- [EXERCISE BRIEF] Please copy out all lines of the entries that contain the word "foliage".
*** Opening SUPPLIED DATA ***
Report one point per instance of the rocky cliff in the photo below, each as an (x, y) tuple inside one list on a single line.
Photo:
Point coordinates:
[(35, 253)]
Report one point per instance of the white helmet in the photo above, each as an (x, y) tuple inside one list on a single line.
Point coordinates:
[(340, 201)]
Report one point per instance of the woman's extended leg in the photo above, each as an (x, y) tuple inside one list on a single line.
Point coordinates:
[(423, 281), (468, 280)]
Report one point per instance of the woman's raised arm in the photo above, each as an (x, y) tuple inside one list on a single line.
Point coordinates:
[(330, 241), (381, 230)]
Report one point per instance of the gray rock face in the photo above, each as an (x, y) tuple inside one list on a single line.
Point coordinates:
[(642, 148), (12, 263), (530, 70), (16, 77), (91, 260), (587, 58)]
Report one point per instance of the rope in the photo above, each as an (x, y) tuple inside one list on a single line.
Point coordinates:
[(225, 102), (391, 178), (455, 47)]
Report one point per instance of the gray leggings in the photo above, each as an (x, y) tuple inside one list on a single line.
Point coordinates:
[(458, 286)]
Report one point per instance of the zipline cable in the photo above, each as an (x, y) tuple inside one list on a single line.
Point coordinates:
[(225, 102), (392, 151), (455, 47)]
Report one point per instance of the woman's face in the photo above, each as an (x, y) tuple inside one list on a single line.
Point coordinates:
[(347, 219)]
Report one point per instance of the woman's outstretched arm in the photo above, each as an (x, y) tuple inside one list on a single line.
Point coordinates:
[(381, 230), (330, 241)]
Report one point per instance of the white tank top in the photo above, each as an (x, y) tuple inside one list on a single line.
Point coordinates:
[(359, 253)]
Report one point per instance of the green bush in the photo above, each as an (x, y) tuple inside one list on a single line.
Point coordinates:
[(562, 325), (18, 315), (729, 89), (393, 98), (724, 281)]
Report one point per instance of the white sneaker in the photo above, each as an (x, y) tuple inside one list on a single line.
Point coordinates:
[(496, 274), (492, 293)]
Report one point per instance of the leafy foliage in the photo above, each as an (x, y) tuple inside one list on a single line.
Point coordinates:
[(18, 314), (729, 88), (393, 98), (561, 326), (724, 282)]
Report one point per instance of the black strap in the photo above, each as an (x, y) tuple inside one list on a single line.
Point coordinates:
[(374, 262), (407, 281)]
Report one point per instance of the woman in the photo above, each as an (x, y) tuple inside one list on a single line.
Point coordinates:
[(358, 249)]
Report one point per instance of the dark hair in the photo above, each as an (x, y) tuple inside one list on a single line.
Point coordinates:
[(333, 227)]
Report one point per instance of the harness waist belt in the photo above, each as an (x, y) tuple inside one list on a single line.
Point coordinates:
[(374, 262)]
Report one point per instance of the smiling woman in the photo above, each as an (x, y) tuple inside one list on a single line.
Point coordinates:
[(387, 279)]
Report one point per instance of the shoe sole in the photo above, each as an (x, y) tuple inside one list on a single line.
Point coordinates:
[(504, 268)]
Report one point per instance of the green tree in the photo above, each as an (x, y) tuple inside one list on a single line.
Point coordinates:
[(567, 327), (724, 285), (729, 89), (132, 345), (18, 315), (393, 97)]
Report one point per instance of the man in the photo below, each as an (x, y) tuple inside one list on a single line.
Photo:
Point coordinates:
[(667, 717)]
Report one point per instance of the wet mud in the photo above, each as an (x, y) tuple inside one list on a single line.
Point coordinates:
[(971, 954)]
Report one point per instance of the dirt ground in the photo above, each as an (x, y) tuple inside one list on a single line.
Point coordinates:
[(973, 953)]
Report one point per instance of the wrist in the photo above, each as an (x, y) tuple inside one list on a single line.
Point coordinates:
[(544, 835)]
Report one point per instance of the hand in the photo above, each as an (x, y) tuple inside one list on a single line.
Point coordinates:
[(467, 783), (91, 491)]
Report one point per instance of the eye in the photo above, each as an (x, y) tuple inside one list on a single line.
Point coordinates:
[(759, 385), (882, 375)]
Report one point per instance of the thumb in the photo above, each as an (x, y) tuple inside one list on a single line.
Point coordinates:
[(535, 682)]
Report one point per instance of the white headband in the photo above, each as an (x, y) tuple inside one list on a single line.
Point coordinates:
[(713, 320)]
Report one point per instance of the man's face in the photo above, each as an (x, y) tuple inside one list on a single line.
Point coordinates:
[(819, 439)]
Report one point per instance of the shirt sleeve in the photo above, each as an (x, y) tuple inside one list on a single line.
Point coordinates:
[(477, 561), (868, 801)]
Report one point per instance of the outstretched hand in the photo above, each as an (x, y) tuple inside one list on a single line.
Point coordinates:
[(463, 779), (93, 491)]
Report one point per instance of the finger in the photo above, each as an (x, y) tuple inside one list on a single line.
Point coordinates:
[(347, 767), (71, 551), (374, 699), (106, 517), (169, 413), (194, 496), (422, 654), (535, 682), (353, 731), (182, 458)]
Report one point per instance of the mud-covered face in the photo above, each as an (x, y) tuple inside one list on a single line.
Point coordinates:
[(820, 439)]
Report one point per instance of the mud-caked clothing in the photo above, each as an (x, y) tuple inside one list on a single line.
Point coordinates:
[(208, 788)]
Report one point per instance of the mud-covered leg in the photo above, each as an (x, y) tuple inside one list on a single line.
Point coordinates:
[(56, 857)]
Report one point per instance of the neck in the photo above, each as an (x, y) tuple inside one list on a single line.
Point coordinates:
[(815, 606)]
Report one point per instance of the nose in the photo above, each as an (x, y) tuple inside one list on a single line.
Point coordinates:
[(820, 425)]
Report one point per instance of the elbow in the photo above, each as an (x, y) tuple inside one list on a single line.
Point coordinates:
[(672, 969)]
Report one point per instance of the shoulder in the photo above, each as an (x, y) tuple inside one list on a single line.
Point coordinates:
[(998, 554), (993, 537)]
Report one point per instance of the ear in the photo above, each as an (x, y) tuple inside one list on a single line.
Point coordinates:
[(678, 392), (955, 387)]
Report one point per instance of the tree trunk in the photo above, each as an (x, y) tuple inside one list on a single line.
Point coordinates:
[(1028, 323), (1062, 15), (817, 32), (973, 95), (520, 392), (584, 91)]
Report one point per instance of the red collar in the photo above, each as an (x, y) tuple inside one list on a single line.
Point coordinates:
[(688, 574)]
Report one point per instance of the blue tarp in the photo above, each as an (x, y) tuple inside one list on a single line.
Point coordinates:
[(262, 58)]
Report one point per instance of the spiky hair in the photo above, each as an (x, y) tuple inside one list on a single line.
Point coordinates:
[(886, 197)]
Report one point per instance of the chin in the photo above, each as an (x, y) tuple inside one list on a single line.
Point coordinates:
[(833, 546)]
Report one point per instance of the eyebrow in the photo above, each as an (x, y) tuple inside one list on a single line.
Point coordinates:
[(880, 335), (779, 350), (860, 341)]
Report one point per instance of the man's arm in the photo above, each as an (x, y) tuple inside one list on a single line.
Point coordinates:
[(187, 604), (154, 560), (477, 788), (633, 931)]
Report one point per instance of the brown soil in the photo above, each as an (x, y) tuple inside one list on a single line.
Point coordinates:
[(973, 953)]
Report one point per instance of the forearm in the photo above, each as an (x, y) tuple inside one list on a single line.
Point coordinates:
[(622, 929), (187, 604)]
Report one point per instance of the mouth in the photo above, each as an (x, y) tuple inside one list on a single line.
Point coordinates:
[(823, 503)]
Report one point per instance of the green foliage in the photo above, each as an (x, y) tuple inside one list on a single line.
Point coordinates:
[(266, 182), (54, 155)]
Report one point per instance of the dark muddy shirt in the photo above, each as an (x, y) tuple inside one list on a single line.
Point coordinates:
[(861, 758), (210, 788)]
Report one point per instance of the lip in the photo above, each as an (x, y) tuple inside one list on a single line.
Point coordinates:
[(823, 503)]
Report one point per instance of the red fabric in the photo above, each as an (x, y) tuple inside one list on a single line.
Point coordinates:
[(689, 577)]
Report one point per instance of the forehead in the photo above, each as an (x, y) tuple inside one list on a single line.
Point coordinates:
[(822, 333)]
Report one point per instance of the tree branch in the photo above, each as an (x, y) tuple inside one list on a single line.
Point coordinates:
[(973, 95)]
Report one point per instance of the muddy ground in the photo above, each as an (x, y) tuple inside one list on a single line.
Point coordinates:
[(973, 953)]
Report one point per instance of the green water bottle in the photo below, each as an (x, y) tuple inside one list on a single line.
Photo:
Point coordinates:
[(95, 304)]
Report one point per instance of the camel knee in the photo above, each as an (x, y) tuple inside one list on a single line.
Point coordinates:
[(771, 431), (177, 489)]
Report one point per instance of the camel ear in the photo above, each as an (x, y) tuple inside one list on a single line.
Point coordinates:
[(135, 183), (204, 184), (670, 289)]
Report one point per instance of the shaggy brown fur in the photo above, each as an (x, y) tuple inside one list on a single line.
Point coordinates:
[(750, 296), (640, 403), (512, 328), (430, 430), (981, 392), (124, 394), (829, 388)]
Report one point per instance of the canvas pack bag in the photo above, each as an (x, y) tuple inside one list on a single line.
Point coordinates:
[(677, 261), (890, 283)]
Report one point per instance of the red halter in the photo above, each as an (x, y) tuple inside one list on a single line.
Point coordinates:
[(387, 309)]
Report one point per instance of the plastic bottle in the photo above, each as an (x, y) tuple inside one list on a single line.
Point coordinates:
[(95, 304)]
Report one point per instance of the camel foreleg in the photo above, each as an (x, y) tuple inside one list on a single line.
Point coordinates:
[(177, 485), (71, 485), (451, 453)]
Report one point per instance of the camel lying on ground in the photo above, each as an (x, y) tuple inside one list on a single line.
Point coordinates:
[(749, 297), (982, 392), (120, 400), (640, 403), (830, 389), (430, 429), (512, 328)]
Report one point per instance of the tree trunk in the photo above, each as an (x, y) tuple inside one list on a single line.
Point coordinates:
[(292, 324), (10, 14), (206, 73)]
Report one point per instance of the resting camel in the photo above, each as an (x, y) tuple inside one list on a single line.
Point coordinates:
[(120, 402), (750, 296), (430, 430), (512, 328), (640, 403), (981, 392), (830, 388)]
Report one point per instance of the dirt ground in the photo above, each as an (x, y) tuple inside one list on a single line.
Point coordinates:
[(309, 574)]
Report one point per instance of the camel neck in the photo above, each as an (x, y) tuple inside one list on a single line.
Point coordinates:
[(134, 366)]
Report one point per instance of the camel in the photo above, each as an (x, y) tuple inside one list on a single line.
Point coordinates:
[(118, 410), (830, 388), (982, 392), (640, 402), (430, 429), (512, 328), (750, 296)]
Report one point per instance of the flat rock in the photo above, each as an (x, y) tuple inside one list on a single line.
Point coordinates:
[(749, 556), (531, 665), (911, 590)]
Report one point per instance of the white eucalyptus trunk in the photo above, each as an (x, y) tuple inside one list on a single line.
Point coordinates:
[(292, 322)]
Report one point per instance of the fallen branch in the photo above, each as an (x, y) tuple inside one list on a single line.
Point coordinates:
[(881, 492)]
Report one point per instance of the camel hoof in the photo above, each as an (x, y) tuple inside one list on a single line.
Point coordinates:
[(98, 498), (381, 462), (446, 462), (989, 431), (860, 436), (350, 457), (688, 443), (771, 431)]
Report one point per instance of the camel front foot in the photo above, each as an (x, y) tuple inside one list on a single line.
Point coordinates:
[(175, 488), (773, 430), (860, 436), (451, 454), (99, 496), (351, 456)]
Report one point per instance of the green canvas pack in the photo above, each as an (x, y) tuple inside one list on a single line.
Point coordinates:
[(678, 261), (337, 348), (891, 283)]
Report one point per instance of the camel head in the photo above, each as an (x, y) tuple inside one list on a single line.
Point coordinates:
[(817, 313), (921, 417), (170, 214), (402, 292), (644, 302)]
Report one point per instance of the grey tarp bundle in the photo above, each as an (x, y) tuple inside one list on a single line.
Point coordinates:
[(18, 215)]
*** Closing SUPPLIED DATA ***
- [EXERCISE RESULT]
Report one point per instance of the leafy foliage in the photo above, each as an (x, y) tuple inside one list on a single line.
Report one point per instance of the green foliage in the photo above, each as an (x, y) tuple inside one list on a single line.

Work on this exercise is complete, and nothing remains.